Text.
- Born: 2 October 1924 Singla, Nepal
- Died: 10 November 1944 (aged 20) near Modigliana, Emilia-Romagna, Italy
- Buried: Rimini Gurkha War Cemetery, Rimini
- Allegiance: British Indian Army
- Rank: Rifleman
- Unit: 1st Battalion 5th Royal Gurkha Rifles (Frontier Force)
- Conflicts: World War II Italian campaign †; ;
- Awards: Victoria Cross

= Thaman Gurung =

Thaman Gurung VC (2 October 1924 - 10 November 1944) was a Nepalese Gurkha recipient of the Victoria Cross, the highest and most prestigious award for gallantry in the face of the enemy that can be awarded to British and Commonwealth forces.

==Details==
He was 20 years old, and a Rifleman in the 1st Battalion, 5th Royal Gurkha Rifles (Frontier Force), in the Indian Army during World War II when the following deed took place for which he was awarded the VC.

The citation in the London Gazette reads:

In Italy on 10 November 1944 a Company of the 1st battalion 5th Royal Gurkha Rifles (Frontier Force) was ordered to send a fighting patrol on to Monte San Bartolo, an objective of a future attack. In this patrol were two scouts, one of whom was Rifleman Thaman Gurung.

By skillful stalking both scouts succeeded in reaching the base of the position undetected. Rifleman Thaman Gurung then started to work his way to the summit; the second scout attracted his attention to Germans in a slit trench just below the crest, who were preparing to fire with a machine gun at the leading section. Realizing that if the enemy succeeded in opening fire, the section would certainly sustain heavy casualties, Rifleman Thaman Gurung leapt to his feet and charged them. Completely taken by surprise, the Germans surrendered without opening fire.

Rifleman Thaman Gurung then crept forward to the summit of the position, from which he saw a party of Germans, well dug in on reverse slopes, preparing to throw grenades over the crest at the leading section. Although the sky-line was devoid of cover and under accurate machine gun fire at close range, Rifleman Thaman Gurung immediately crossed it, firing on the German position with his Tommy gun, thus allowing the forward section to reach the summit, but due to heavy fire from the enemy machine guns, the platoon was ordered to withdraw.

Source material.

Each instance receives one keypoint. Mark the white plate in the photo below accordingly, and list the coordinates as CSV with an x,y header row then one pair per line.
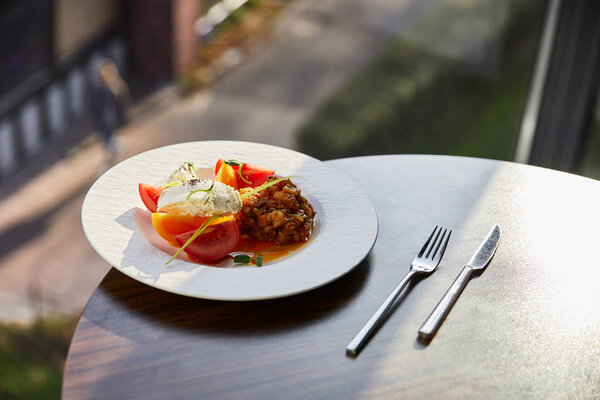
x,y
345,230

What needs to be done. Resume the text about Thaman Gurung after its last sentence. This material was taken from a separate source.

Task output.
Rifleman Thaman Gurung then again crossed the sky-line alone and although in full view of the enemy and constantly exposed to heavy fire at short range, he methodically put burst after burst of Tommy gun fire into the German slit trenches, until his ammunition ran out. He then threw two grenades he had with him and rejoining his section, collected two more grenades and again doubled over the bullet-swept crest of the hill top and hurled them at the remaining Germans. This diversion enabled both rear sections to withdraw without further loss. Meanwhile, the leading section, which had remained behind to assist the withdrawal of the remainder of the platoon, was still on the summit, so Rifleman Thaman Gurung, shouting to the section to withdraw, seized a Bren gun and a number of magazines. He then, yet again, ran to the top of the hill and, although he well knew that his action meant almost certain death, stood up on the bullet-swept summit, in full view of the enemy, and opened fire at the nearest enemy positions. It was not until he had emptied two complete magazines, and the remaining section was well on its way to safety, that Rifleman Thaman Gurung was killed.

It was undoubtedly due to his superb gallantry that his platoon was able to withdraw from an extremely difficult position without many more casualties than were in fact incurred and that some very valuable information was obtained which resulted in the capture of the feature three days later. The rifleman's bravery cost him his life.

His medals are not publicly held.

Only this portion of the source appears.